* TASK
Report how many lines of the records below contain the word "white", counting only matches with the same case. Give the number alone.

* LISTED RECORDS
______

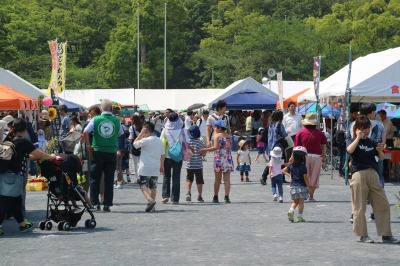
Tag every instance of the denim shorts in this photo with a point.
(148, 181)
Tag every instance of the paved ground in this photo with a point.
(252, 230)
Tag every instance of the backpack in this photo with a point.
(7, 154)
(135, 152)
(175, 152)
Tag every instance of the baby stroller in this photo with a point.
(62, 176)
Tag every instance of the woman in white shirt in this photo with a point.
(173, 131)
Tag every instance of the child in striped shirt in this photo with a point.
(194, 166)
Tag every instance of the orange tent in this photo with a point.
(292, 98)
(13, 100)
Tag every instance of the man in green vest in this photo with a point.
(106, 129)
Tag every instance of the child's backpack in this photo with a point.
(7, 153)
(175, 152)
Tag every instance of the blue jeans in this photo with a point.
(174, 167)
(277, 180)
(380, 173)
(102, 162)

______

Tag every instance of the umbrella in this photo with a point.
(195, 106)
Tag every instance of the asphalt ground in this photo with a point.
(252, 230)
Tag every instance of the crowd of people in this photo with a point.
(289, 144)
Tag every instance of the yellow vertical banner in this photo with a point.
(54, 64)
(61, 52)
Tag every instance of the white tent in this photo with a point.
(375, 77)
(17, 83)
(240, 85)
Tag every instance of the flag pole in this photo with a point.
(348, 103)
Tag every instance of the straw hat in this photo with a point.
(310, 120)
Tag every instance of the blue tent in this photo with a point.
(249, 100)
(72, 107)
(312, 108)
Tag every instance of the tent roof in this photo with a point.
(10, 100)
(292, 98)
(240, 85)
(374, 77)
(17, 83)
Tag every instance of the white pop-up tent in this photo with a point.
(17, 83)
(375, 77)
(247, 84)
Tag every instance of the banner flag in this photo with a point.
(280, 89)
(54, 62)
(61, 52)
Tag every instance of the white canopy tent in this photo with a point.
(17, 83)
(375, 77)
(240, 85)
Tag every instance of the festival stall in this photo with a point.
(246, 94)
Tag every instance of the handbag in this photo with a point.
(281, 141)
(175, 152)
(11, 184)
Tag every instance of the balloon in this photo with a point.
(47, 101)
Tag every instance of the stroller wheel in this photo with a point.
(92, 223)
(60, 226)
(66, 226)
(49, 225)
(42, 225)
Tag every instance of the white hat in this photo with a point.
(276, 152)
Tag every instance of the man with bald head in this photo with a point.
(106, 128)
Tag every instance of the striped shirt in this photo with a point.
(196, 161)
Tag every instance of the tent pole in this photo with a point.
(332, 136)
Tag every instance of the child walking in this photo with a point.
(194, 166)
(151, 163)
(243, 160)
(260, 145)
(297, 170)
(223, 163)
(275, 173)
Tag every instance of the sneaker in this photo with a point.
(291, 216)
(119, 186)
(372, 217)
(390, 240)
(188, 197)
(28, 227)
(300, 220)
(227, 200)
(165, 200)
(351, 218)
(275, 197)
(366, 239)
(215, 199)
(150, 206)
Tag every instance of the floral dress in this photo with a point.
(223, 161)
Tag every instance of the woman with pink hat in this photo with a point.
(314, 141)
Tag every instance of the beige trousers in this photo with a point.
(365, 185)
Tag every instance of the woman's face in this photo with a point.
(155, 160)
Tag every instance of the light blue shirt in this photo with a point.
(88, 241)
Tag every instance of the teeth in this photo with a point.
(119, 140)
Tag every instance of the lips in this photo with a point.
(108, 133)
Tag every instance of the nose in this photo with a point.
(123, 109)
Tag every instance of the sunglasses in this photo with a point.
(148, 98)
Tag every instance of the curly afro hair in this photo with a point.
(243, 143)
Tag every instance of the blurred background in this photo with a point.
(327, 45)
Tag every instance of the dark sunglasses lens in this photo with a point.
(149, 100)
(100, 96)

______

* FULL OUTPUT
5